| Data supplied |
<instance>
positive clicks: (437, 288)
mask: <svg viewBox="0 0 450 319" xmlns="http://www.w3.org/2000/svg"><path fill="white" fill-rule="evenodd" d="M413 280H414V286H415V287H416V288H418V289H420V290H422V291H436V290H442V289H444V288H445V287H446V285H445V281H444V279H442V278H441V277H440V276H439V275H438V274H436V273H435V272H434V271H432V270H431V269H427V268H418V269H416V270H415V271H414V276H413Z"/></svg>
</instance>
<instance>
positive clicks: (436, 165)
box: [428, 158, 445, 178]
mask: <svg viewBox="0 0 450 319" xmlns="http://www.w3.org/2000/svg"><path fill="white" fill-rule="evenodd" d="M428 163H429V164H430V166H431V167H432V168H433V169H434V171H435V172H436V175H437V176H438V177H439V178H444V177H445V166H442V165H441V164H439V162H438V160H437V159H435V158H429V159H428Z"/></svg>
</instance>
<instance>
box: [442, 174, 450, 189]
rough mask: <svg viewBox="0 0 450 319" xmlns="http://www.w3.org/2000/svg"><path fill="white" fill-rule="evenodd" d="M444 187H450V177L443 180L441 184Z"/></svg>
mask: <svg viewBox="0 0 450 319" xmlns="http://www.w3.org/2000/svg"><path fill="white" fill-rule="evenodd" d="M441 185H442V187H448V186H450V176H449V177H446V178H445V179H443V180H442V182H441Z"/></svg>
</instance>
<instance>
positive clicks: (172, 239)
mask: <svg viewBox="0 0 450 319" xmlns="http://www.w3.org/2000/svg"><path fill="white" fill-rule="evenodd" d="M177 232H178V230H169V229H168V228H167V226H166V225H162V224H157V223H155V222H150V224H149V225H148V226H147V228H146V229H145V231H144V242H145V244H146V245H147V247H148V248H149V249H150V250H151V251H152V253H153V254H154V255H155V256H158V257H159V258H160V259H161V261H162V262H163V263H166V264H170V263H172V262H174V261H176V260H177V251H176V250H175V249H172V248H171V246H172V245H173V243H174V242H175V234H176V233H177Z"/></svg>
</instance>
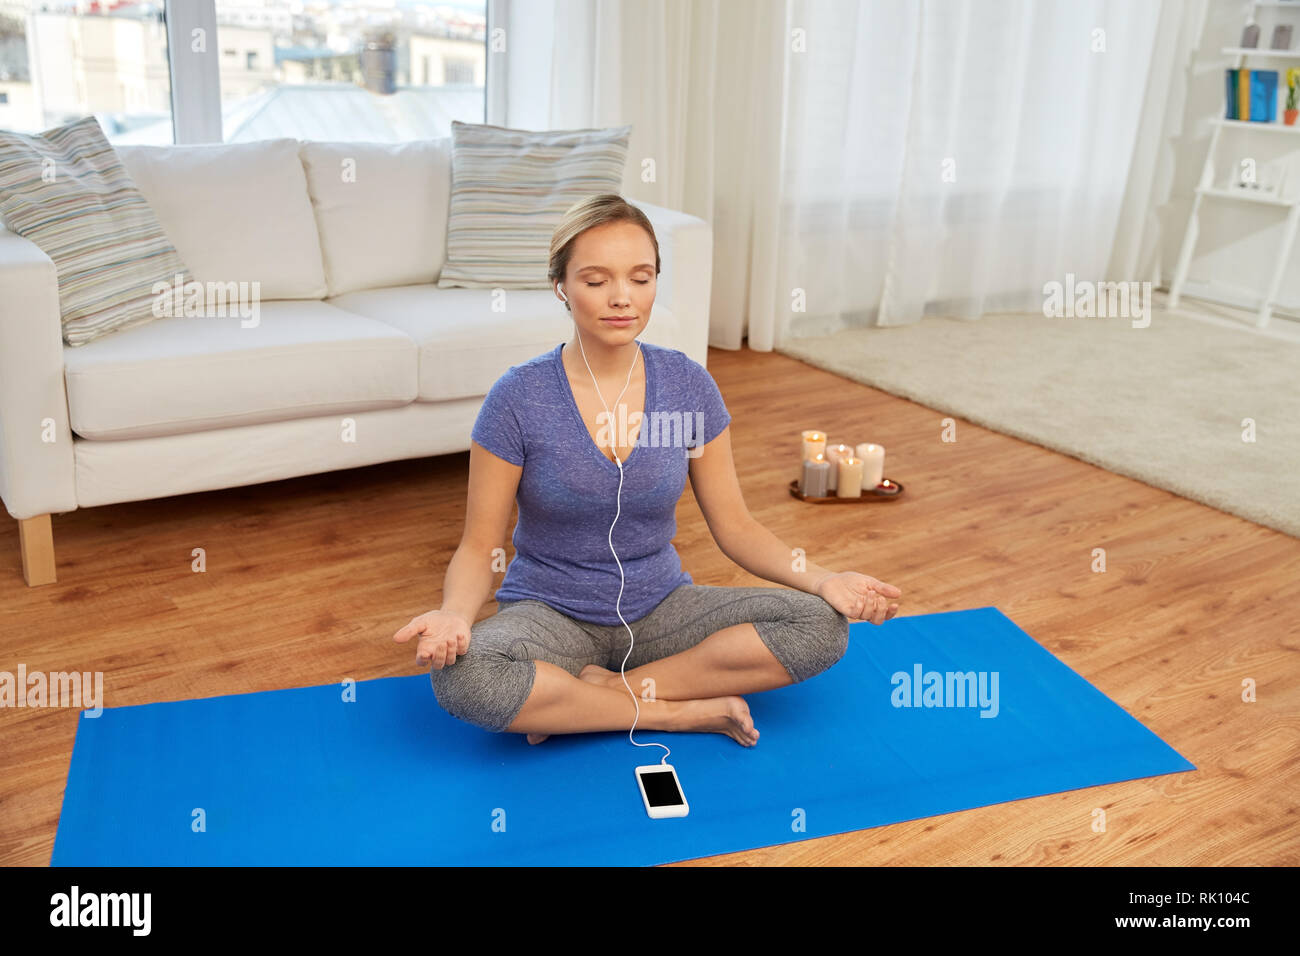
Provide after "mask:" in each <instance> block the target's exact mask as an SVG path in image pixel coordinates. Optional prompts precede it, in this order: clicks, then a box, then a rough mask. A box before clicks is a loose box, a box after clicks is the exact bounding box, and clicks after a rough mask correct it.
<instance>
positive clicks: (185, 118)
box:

| Problem to work on |
The answer must be an exact copy of the entries, with the pictures omitted.

| Result of this task |
<instance>
positive clicks: (437, 288)
mask: <svg viewBox="0 0 450 319" xmlns="http://www.w3.org/2000/svg"><path fill="white" fill-rule="evenodd" d="M413 280H414V286H415V287H416V288H418V289H420V290H422V291H436V290H442V289H444V288H445V287H446V285H445V281H444V279H442V278H441V277H440V276H439V275H438V274H436V273H435V272H434V271H432V270H431V269H427V268H418V269H416V270H415V271H414V276H413Z"/></svg>
</instance>
<instance>
positive clicks: (436, 165)
box: [428, 158, 445, 178]
mask: <svg viewBox="0 0 450 319" xmlns="http://www.w3.org/2000/svg"><path fill="white" fill-rule="evenodd" d="M428 163H429V164H430V166H431V167H432V168H433V169H434V171H435V172H436V175H437V176H438V177H439V178H444V177H445V166H442V165H441V164H439V162H438V160H437V159H435V158H429V159H428Z"/></svg>
</instance>
<instance>
box: [442, 174, 450, 189]
rough mask: <svg viewBox="0 0 450 319" xmlns="http://www.w3.org/2000/svg"><path fill="white" fill-rule="evenodd" d="M444 187H450V177L443 180L441 184Z"/></svg>
mask: <svg viewBox="0 0 450 319" xmlns="http://www.w3.org/2000/svg"><path fill="white" fill-rule="evenodd" d="M441 185H442V187H448V186H450V176H449V177H446V178H445V179H443V180H442V182H441Z"/></svg>
</instance>
<instance>
positive clicks: (172, 239)
mask: <svg viewBox="0 0 450 319" xmlns="http://www.w3.org/2000/svg"><path fill="white" fill-rule="evenodd" d="M177 232H178V230H169V229H168V228H167V226H166V225H162V224H157V223H155V222H150V224H149V225H148V226H147V228H146V229H145V231H144V242H145V244H146V245H147V247H148V248H149V249H150V250H151V251H152V253H153V254H154V255H155V256H158V257H159V258H160V259H161V261H162V262H163V263H166V264H170V263H172V262H174V261H176V260H177V251H176V250H175V249H172V248H171V246H172V245H173V243H174V242H175V234H176V233H177Z"/></svg>
</instance>
Provide after "mask:" in each <instance> block the target's exact mask as an SVG path in image pixel coordinates. Optional prompts precede it, in this order: clicks, then a box, then a rough mask. A box before clicks is a loose box, a box after clicks is the exact bounding box, and clicks after a rough mask correct it.
<instance>
positive clicks: (185, 118)
box:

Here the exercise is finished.